Text shown >>

Meetings & Your Brain

How to Grab an Audience’s Attention in 60 Seconds or Less

With an audience’s emails, tweets, and texts competing for their attention, engagement can seem like a moving target.

Sam Horn, communications strategist, executive coach, and author of Tongue Fu! Get Along Better With Anyone, Anytime, Anywhere and the upcoming Got Your Attention? How to Create Intrigue and Connect With Anyone, has several strategies for captivating an audience and immediately earning its respect. “If we don’t get their eyebrows up in 60 seconds, we’re going to lose them at ‘hello,’” she says in this month’s video for The Intersection: Where Technology Meets Inspiration, presented by PCMA and PSAV Presentation Services.

In an interview with Convene, Horn pointed to a recent joint report from the National Center for Biotechnology Information and the U.S. National Library of Medicine that puts the average human attention span at eight seconds — one second shorter than that of a goldfish — to show how quickly an audience’s attention can wander. She encourages the speakers she coaches to do their homework before every talk, no matter how many times they may have already delivered it, in order to tell attendees something they don’t already know before the 60-second mark. Another strategy she suggests is beginning a talk with a three-part question — asking an audience if they’ve read an influential article in The Wall Street Journal, discussed it with a friend or coworker, and then thought about how it might affect their company over the next six months, for example.

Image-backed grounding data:
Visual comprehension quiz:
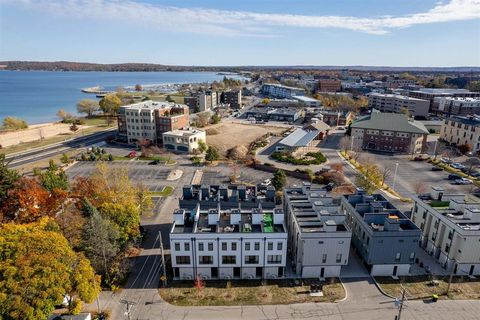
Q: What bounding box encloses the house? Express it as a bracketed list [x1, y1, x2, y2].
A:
[283, 183, 352, 278]
[351, 111, 429, 154]
[170, 185, 287, 280]
[340, 189, 421, 276]
[412, 186, 480, 276]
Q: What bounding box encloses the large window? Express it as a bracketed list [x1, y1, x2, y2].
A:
[245, 256, 258, 264]
[175, 256, 190, 264]
[222, 256, 237, 264]
[267, 254, 282, 264]
[198, 256, 213, 264]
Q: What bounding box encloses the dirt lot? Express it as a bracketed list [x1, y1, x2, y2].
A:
[205, 122, 285, 155]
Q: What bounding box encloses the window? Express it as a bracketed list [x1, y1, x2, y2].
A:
[175, 256, 190, 264]
[267, 254, 282, 264]
[222, 256, 237, 264]
[245, 256, 258, 264]
[198, 256, 213, 264]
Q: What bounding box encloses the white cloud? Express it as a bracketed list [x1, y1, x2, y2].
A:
[0, 0, 480, 36]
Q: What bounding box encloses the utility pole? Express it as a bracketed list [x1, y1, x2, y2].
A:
[120, 300, 136, 320]
[395, 288, 405, 320]
[158, 231, 167, 288]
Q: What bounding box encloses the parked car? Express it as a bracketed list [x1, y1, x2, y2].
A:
[455, 178, 472, 184]
[448, 173, 462, 180]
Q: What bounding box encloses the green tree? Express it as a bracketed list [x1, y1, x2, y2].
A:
[40, 160, 68, 192]
[99, 94, 122, 115]
[272, 170, 287, 191]
[0, 218, 100, 320]
[77, 99, 100, 117]
[3, 117, 28, 130]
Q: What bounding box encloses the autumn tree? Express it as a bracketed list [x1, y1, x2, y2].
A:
[77, 99, 100, 118]
[0, 218, 100, 320]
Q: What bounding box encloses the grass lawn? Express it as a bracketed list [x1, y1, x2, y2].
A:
[150, 186, 173, 197]
[375, 277, 480, 300]
[159, 279, 345, 306]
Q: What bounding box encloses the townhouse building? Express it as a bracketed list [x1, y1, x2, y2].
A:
[440, 115, 480, 152]
[368, 93, 430, 117]
[117, 101, 190, 145]
[170, 185, 287, 280]
[283, 183, 352, 278]
[412, 187, 480, 276]
[261, 83, 305, 99]
[351, 112, 429, 154]
[340, 189, 421, 276]
[162, 127, 207, 153]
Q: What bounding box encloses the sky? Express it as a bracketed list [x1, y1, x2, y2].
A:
[0, 0, 480, 67]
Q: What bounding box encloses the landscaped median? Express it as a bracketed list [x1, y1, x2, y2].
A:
[159, 279, 345, 306]
[375, 276, 480, 300]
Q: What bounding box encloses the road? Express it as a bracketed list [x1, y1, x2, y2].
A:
[6, 129, 114, 168]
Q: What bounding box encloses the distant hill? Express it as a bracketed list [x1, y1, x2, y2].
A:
[0, 61, 480, 72]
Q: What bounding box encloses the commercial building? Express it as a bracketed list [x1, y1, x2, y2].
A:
[245, 107, 302, 122]
[432, 97, 480, 116]
[117, 101, 190, 144]
[340, 190, 421, 276]
[351, 112, 429, 154]
[221, 90, 243, 109]
[163, 128, 207, 153]
[368, 93, 430, 117]
[412, 187, 480, 276]
[440, 115, 480, 152]
[318, 79, 342, 92]
[261, 83, 305, 99]
[283, 183, 352, 278]
[170, 185, 287, 280]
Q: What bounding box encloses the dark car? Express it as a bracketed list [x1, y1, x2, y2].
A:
[448, 173, 462, 180]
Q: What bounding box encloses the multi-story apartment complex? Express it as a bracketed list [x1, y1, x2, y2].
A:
[163, 128, 207, 153]
[283, 183, 352, 278]
[117, 101, 190, 144]
[368, 93, 430, 117]
[318, 79, 342, 92]
[412, 187, 480, 276]
[432, 97, 480, 116]
[261, 83, 305, 99]
[440, 115, 480, 152]
[170, 185, 287, 280]
[340, 190, 421, 276]
[351, 112, 428, 154]
[408, 88, 480, 112]
[221, 90, 242, 109]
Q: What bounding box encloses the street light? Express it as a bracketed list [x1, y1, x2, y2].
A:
[392, 162, 399, 191]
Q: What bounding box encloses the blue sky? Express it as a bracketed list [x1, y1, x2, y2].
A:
[0, 0, 480, 66]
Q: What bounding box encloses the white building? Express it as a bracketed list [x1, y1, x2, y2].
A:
[368, 93, 430, 117]
[440, 116, 480, 152]
[412, 187, 480, 276]
[283, 184, 352, 278]
[170, 186, 287, 280]
[162, 128, 207, 153]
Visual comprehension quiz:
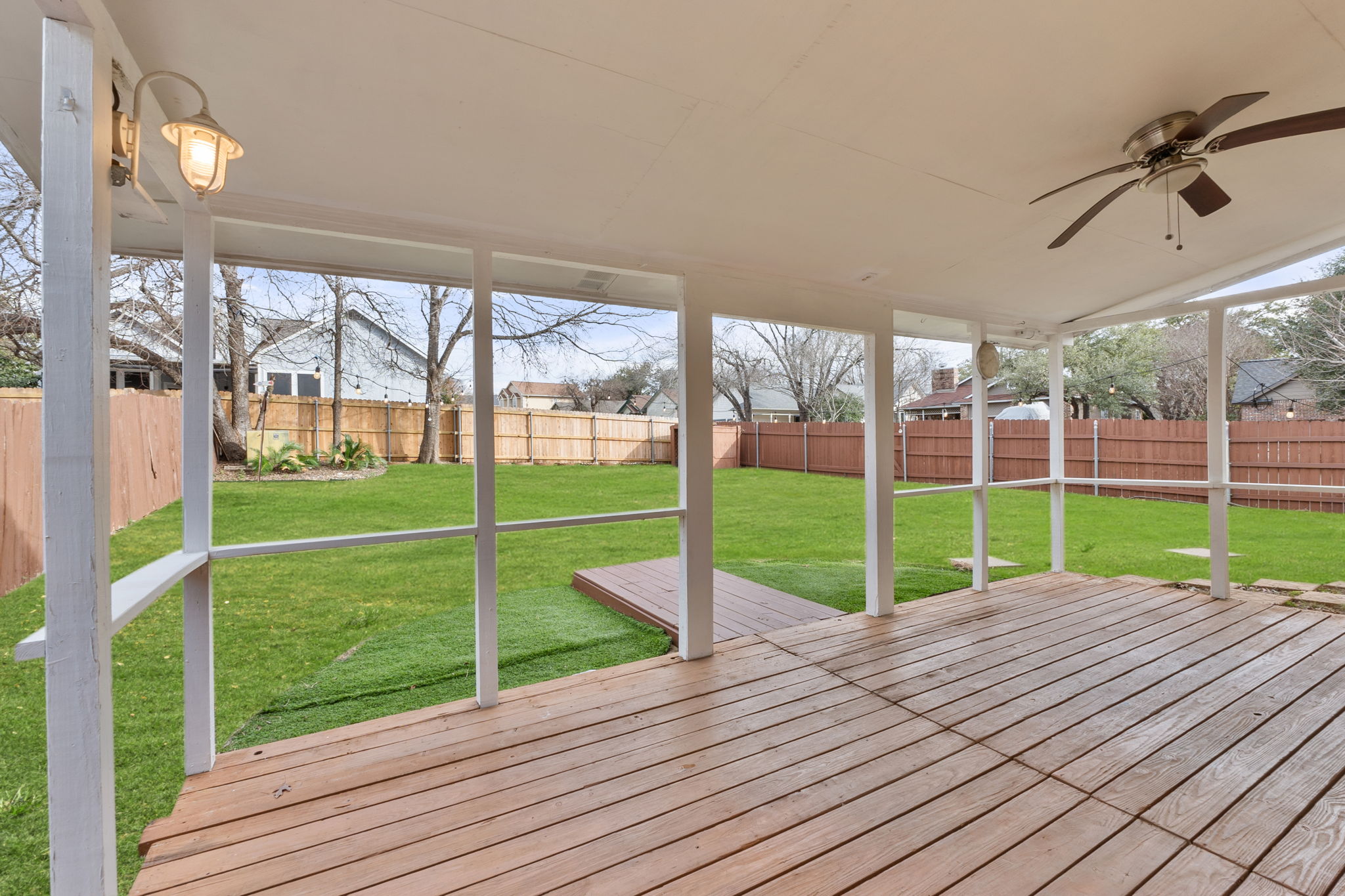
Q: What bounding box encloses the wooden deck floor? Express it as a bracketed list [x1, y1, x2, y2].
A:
[133, 574, 1345, 896]
[571, 557, 845, 643]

Tasks and exercises >>
1 > Revise the article on grabbing an audience's attention starting at "How to Grab" and ending at "PSAV Presentation Services.", putting "speaking consultant" in place of "communications strategist".
2 > Answer these questions from the article on grabbing an audience's attention:
(a) What average human attention span does the joint report give?
(b) Who presents The Intersection: Where Technology Meets Inspiration?
(c) Before what mark should speakers tell attendees something they don't already know?
3 > In the article on grabbing an audience's attention, list the three parts of the sample three-part question that a talk might begin with.

Responses in order >>
1 >
How to Grab an Audience’s Attention in 60 Seconds or Less

With an audience’s emails, tweets, and texts competing for their attention, engagement can seem like a moving target.

Sam Horn, speaking consultant, executive coach, and author of Tongue Fu! Get Along Better With Anyone, Anytime, Anywhere and the upcoming Got Your Attention? How to Create Intrigue and Connect With Anyone, has several strategies for captivating an audience and immediately earning its respect. “If we don’t get their eyebrows up in 60 seconds, we’re going to lose them at ‘hello,’” she says in this month’s video for The Intersection: Where Technology Meets Inspiration, presented by PCMA and PSAV Presentation Services.

2 >
(a) Eight seconds.
(b) PCMA and PSAV Presentation Services.
(c) The 60-second mark.

3 >
- Whether the audience has read an influential article in The Wall Street Journal
- Whether they discussed it with a friend or coworker
- Whether they then thought about how it might affect their company over the next six months